▶ _Set exercise_
Copy all of the material below word for word, without changing any line.

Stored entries
"""
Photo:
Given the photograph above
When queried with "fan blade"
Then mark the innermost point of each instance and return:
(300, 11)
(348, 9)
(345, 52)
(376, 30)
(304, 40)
"""
▶ _Final result_
Photo:
Given the photograph above
When queried with "fan blade"
Then mark the innermost point of each instance and return:
(300, 11)
(348, 9)
(345, 52)
(376, 30)
(304, 40)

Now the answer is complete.